BEGIN Data records

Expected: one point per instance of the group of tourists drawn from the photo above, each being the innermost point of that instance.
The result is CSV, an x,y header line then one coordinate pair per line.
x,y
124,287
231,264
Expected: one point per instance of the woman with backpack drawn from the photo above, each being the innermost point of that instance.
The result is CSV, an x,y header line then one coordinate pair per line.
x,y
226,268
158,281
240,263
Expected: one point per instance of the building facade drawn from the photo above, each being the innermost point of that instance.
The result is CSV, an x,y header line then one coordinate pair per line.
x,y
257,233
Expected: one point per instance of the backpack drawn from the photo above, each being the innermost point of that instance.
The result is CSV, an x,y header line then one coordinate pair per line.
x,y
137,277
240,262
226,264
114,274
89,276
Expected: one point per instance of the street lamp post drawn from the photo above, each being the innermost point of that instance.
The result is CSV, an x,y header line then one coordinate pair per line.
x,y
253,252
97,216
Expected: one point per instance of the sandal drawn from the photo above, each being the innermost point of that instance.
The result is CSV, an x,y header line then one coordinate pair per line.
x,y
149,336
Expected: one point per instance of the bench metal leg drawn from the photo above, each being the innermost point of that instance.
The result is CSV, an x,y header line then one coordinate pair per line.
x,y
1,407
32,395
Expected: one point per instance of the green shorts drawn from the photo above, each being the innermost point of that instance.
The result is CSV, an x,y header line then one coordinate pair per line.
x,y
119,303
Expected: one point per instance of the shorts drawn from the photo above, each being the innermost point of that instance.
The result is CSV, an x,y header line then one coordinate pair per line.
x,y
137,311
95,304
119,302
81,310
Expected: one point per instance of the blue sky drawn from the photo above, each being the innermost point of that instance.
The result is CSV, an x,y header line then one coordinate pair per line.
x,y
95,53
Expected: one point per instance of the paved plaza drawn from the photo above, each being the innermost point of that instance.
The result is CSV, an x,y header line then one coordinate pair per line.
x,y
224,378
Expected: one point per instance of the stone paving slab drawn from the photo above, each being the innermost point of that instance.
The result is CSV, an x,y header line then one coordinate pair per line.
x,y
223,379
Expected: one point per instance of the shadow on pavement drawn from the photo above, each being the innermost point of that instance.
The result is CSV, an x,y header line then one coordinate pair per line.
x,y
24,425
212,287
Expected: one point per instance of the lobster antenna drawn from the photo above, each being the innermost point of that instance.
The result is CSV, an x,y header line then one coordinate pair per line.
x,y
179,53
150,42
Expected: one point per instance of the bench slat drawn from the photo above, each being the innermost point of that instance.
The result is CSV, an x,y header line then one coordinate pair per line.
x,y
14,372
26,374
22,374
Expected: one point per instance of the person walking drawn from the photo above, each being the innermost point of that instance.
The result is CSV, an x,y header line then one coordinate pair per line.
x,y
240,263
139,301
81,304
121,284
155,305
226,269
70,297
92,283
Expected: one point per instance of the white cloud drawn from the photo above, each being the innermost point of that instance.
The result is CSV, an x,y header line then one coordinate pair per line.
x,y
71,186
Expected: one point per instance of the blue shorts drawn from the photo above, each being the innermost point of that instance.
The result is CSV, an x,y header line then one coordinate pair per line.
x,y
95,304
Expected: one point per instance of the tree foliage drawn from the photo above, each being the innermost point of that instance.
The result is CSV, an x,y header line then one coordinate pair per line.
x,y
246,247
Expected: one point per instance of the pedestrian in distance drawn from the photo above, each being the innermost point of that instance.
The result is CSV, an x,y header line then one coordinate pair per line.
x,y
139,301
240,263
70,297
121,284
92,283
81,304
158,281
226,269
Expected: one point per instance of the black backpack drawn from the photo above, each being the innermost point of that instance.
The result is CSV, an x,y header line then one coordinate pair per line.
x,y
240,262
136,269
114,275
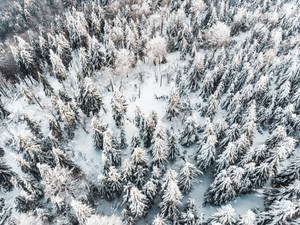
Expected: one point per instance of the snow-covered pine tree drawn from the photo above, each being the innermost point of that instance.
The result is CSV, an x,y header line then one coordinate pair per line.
x,y
112,154
96,55
82,211
281,152
55,129
114,183
231,135
150,189
140,175
135,141
160,153
157,50
221,189
123,141
6,174
89,99
119,108
196,73
248,219
58,67
103,187
227,157
189,135
207,154
65,161
174,104
289,192
225,215
261,175
128,170
64,50
139,157
171,197
99,131
148,133
158,220
137,203
280,212
23,55
172,146
190,215
139,118
69,119
186,176
3,112
287,174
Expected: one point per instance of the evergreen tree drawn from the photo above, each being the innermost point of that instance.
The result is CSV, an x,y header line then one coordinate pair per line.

END Data records

> [Brief] Output each line exactly, from the first line of the data down to the line that contains "Expected: one point per instance of the building", both included.

> [Exercise output]
Expected: one point per instance of the group of tourists drawn from the photo above, each being the innermost point of that instance.
The result is CSV, an x,y header line then one coordinate pair per line.
x,y
124,287
231,264
Expected: one point per instance of the woman with backpack drawn from the photo above, each being the innermost point of that instance.
The result is CSV, an x,y header line then one coordinate pair per line.
x,y
226,268
158,281
240,263
Expected: one point per instance of the building facade drawn from the photo above, each being the innermost point of that instance.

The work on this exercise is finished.